### [What you need to do]
Gather every line in the rows below that contains the word "gold", and copy each one in full.
■ ■ ■ ■ ■ ■ ■
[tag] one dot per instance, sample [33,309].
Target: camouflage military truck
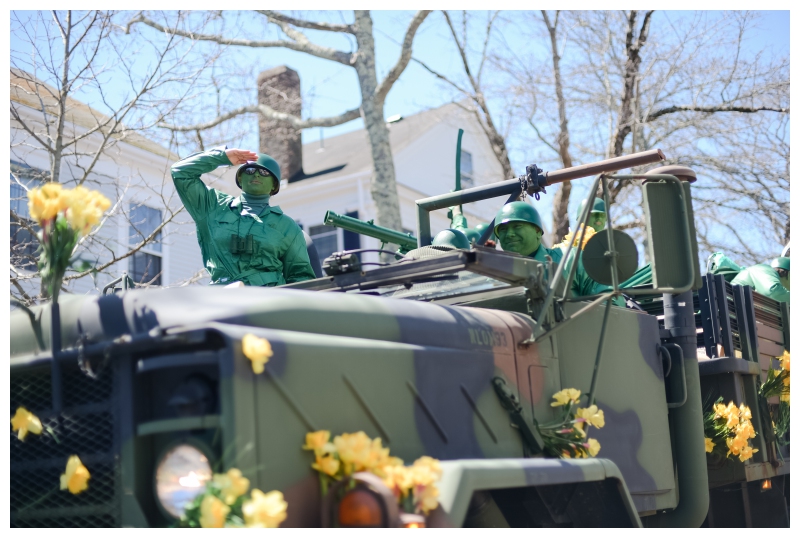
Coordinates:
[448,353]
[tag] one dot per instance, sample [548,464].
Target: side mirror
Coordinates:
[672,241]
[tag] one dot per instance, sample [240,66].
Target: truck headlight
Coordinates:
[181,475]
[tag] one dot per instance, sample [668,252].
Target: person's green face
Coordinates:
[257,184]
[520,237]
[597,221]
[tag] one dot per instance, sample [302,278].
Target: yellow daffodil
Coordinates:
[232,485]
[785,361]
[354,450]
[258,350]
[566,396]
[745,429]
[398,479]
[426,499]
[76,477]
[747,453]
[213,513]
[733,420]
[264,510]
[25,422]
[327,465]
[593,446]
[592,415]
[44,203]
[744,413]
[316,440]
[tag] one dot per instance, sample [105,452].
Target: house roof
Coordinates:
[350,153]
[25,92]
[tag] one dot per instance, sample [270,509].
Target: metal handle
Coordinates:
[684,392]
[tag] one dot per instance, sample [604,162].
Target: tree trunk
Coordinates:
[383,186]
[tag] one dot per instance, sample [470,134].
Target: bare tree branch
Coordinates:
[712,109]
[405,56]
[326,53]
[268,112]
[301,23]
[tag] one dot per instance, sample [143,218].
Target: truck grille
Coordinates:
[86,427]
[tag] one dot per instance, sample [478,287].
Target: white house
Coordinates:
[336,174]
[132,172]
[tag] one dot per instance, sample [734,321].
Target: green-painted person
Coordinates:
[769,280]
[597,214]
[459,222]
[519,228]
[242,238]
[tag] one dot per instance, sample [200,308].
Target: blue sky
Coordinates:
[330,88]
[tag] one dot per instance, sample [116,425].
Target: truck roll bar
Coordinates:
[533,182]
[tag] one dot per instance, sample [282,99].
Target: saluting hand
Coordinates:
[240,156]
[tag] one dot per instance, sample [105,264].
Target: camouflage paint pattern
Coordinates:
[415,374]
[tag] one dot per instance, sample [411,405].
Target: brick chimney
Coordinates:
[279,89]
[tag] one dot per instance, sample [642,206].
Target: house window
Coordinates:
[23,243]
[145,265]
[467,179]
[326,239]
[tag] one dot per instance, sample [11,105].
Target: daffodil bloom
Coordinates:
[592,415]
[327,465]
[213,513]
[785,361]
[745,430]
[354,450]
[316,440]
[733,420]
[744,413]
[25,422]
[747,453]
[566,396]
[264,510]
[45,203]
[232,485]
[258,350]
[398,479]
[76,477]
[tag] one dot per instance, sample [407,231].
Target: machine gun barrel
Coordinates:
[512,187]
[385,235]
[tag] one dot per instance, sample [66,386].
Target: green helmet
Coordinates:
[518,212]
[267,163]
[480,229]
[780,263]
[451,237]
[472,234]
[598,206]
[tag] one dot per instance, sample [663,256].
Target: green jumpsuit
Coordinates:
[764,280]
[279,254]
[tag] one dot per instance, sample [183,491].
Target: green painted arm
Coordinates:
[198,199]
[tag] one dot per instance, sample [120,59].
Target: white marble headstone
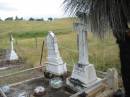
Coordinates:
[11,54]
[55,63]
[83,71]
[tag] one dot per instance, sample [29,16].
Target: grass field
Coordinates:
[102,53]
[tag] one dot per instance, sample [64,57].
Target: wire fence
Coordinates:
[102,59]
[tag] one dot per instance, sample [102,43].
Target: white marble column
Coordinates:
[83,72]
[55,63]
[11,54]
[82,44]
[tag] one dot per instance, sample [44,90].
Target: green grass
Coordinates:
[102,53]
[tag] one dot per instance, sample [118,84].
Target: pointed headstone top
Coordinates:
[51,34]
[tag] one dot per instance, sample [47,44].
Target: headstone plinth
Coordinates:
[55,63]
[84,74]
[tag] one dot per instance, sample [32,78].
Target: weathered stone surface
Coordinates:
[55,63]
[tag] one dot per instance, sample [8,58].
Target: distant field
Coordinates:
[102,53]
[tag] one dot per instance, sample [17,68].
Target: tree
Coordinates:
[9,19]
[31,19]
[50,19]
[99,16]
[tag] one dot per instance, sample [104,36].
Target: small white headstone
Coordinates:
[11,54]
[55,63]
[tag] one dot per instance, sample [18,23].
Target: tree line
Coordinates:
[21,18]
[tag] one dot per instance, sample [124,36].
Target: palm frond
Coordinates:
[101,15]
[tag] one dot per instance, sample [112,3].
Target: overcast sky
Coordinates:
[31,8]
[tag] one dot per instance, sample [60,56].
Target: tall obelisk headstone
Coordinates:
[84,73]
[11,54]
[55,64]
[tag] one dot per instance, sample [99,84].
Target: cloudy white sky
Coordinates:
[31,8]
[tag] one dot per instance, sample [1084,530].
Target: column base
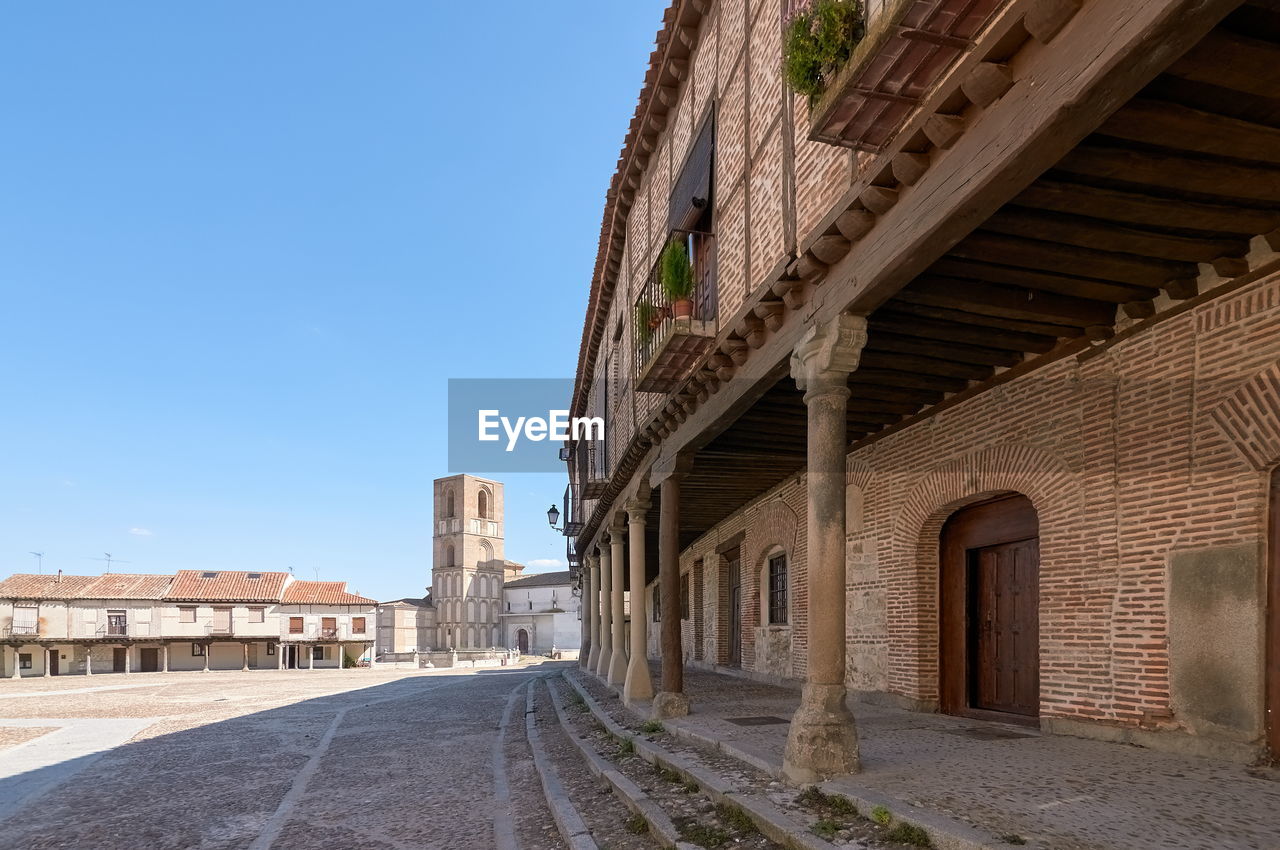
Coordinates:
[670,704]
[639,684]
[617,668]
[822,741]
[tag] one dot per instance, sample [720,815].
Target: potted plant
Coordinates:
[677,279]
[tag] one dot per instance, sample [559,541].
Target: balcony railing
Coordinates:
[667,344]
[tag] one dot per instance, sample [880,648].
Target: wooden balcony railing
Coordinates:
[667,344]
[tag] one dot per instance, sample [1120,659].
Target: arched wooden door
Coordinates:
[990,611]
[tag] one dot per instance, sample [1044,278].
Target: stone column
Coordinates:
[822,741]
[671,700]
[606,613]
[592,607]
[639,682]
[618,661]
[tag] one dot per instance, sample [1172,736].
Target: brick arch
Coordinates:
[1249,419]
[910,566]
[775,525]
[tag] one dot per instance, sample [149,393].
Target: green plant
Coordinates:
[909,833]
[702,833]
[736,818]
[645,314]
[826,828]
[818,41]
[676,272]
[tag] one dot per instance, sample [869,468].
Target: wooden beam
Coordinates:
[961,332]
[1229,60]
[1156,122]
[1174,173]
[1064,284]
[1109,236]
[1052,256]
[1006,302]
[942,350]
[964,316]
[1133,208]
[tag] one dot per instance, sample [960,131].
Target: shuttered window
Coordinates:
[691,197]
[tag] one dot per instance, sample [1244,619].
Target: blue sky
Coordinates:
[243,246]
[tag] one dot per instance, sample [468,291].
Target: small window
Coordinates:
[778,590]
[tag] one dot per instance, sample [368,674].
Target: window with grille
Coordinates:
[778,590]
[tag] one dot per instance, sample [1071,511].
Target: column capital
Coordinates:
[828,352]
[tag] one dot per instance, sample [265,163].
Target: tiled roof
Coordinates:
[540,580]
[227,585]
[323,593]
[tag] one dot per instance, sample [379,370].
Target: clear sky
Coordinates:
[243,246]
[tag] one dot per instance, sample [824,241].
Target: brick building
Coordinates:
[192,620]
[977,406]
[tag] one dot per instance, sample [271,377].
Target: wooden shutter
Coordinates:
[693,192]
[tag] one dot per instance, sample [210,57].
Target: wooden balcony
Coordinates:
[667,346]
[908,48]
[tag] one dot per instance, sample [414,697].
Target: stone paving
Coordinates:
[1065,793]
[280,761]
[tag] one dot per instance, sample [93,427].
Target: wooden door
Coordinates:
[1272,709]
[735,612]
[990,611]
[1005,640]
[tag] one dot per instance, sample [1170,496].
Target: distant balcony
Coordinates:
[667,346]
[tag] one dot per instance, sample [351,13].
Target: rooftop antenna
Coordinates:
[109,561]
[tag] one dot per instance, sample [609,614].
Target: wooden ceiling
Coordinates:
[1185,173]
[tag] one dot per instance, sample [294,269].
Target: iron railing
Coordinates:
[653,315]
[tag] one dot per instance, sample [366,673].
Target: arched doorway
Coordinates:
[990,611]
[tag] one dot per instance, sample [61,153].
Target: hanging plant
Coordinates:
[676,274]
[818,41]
■ ■ ■ ■ ■ ■ ■
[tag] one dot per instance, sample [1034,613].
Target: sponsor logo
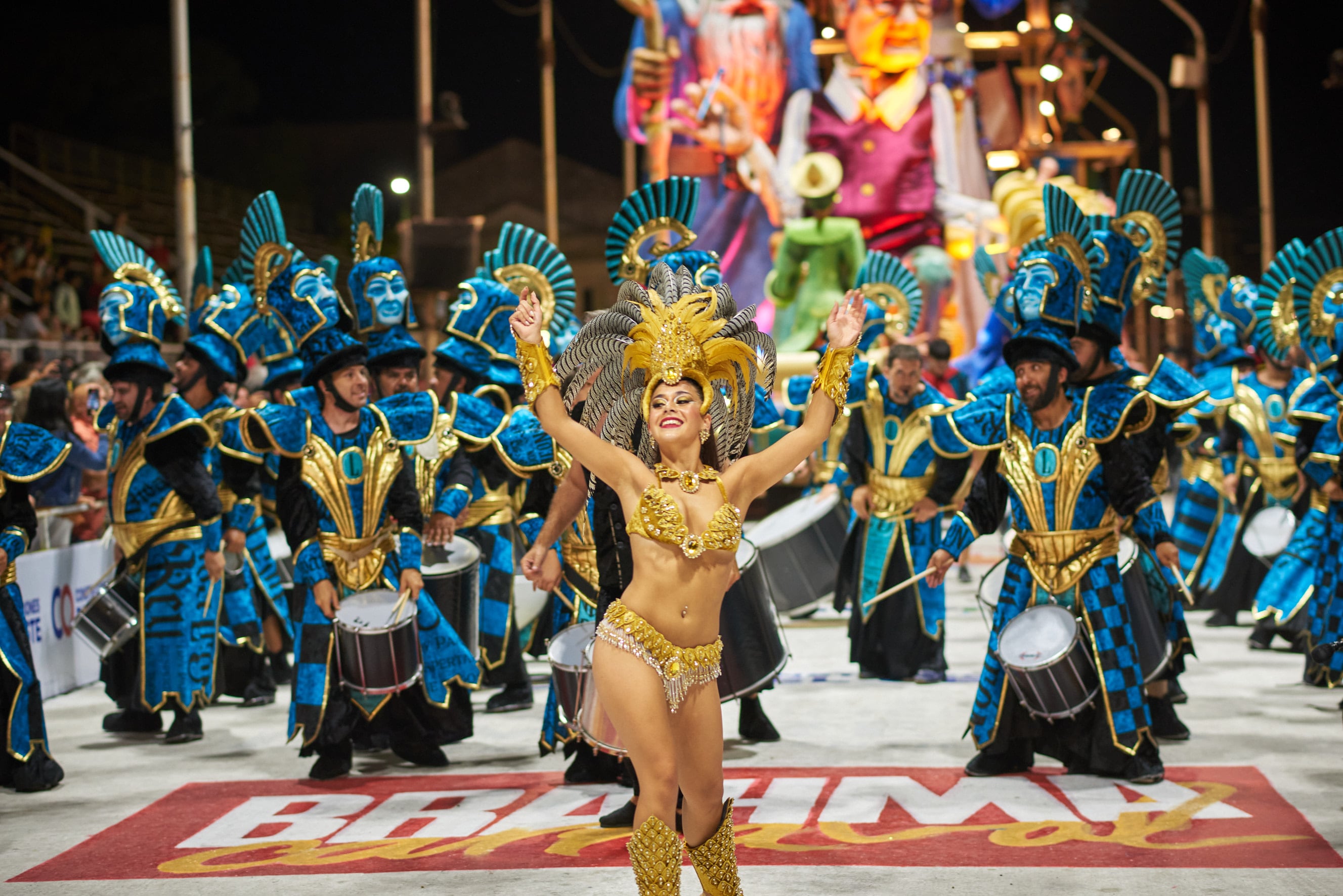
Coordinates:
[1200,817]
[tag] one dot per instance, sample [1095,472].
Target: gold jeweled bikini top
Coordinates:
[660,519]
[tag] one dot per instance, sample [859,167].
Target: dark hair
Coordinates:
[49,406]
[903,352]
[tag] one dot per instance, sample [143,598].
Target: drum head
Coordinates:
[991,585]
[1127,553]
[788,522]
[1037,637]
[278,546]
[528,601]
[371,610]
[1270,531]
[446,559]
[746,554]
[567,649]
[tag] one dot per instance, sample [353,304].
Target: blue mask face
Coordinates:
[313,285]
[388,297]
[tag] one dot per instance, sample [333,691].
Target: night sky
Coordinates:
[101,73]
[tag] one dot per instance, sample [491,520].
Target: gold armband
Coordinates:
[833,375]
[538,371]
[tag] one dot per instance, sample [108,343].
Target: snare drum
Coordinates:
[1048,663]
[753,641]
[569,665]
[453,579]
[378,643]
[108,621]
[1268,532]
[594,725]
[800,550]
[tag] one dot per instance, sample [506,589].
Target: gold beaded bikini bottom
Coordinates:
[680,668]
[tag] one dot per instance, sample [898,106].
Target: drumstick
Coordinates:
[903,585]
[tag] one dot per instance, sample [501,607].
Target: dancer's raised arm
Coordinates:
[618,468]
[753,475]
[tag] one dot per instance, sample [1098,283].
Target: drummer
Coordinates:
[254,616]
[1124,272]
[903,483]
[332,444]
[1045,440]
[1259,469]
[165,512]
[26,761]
■ ■ ■ ■ ■ ■ ■
### [Problem solution]
Target: gold jeweled bikini top
Target: gold armband
Target: gold beaded bikini bottom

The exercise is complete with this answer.